> Tareas pendientes:
1/ Responde a partir del texto sobre Ortega:
(a) ¿Cuántas páginas tiene la biografía de Ortega escrita por Gracia?
(b) ¿Dónde están accesibles las cartas de Ortega, en su mayor parte inéditas?
(c) ¿Qué obra publica Ortega en 1914?
2/ Transcribe sin cambios el fragmento del texto sobre Ortega que comienza en "Y ha trabajado, además, con" y termina en "años de trabajo.".
3/ Prolonga el texto sobre Ortega con una continuación que arranque después de su última oración.

> Fragmento de texto:

Ortega (1883-1955) era un hombre «insultantemente inteligente» y «una máquina de pensar infatigable», entre otras razones porque «el placer inagotable de pensar es parte de su intimidad como sujeto», dice Gracia, catedrático de Literatura Española de la Universidad de Barcelona y cuyos ensayos han merecido varios premios.

La vía mejor para adentrarse en la figura de Ortega ha sido «una inmersión integral» en sus cartas, que en su mayor parte permanecen inéditas pero están accesibles en la Fundación Ortega y Gasset.

Y ha trabajado, además, con «esa maravilla de 600 páginas» que es «Las cartas de un joven español», un libro que muestra al «muchacho que era Ortega entonces, un joven superdotado, con una capacidad mental para organizar la descripción del mundo que era única», comenta el autor de esta biografía de 700 páginas, fruto de cinco años de trabajo.

Al no escamotear la dimensión humana, Jordi Gracia refleja también las facetas más antipáticas de Ortega, en especial «su complejo de superioridad». «Era muy engreído y muy suspicaz. No encajaba las críticas».

«Y tenía un impulso mesiánico redentor». El horizonte de su ambición intelectual, añade el biógrafo, «era gestar la transformación de España en un país moderno».

Ortega también descubre pronto que «puede llegar a ser el formulador de la nueva filosofía». La teoría de la relatividad de Einstein, «en la medida en que descubre un nuevo tiempo en términos físicos, necesita una nueva filosofía», y esa es la que iba a aportar Ortega, comenta el autor.

En 1914, Ortega ya era «el pensador más moderno, europeo y perdurable del siglo XX en España». Ese año fue clave en su trayectoria porque «lidera la movilización política de los jóvenes antisistema -entonces habría que llamarlo así- contra el Partido Conservador y contra el Partido Liberal».

Y ese año publica «Meditaciones del Quijote», la primera cristalización de su pensamiento. En 1916 «empieza a sentir que tiene ya armada la idea de su razón vital filosófica».

> Datos para revisar:
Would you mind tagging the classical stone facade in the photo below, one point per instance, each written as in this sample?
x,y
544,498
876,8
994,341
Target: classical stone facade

> Respuestas por tarea:
1/
(a) 700 páginas.
(b) En la Fundación Ortega y Gasset.
(c) «Meditaciones del Quijote».

2/
Y ha trabajado, además, con «esa maravilla de 600 páginas» que es «Las cartas de un joven español», un libro que muestra al «muchacho que era Ortega entonces, un joven superdotado, con una capacidad mental para organizar la descripción del mundo que era única», comenta el autor de esta biografía de 700 páginas, fruto de cinco años de trabajo.

3/
Este «pensador ateo que identifica como enemigo de su proyecto a la iglesia católica» fue «admirado y respetado» por intelectuales como Unamuno, Valle-Inclán, Baroja, Azorín, Machado, Juan Ramón Jiménez, Azaña, Gregorio Marañón o Américo Castro.

Esa admiración no evitó que algunos «detectaran pronto la soberbia» de Ortega. Fue Pérez de Ayala el que le dijo «en una carta feroz: ‘usted no acepta las críticas de nadie. Usted cree que es la verdad'», recuerda Gracia.

Entre «las leyendas» que esta excelente biografía intenta desactivar está la de «la marginalidad política» de Ortega.

Su participación en política «fue muy activa», asegura el biógrafo. Decidió liderar «la necesidad de ir a una II República» y de luchar contra la dictadura de Primo de Rivera y la monarquía.

«En su fantasía más secreta estuvo incluso la posibilidad de presidir la República, pero de inmediato se dio cuenta de que era inviable», señala el autor.

En la Guerra Civil, Ortega consideró «un mal menor» el bando franquista, pero no lo hizo público «salvo en unas pocas líneas en 1938. Por fin sí acepta colaborar con el servicio de propaganda franquista, y lo hace a través de un artículo larguísimo que le sirve para garantizar que él estaba en el lado franquista», añade el autor.

Le echaron en cara su silencio durante la Guerra Civil, una actitud que «ya había predicado» en 1914. Las guerras, pensaba Ortega, «neutralizan la posibilidad de decir la verdad» y el único modo de estar a la altura era el silencio.

En su correspondencia consta que se suma al bando franquista, pero «eso no significa que de Ortega salga un franquista. No tiene ninguna simpatía ni por Franco ni por el régimen», subraya Gracia.

En la primera posguerra intentará regresar a España y «tanteará hasta dónde es verdad que él puede servir para reformar en sentido liberal al régimen».

«El escarmiento es inmediato. Y se da cuenta de que utilizan como herramienta de legitimación del régimen su presencia en España, y sobre todo la conferencia que pronunció en el Ateneo de Madrid en 1946, que causó consternación entre los intelectuales del exilio.

Jordi Gracia tiene muy claro que a Ortega no se le puede asociar con el fascismo. «Ninguno de los dos totalitarismos del siglo XX era solución de nada, decía una y otra vez», concluye.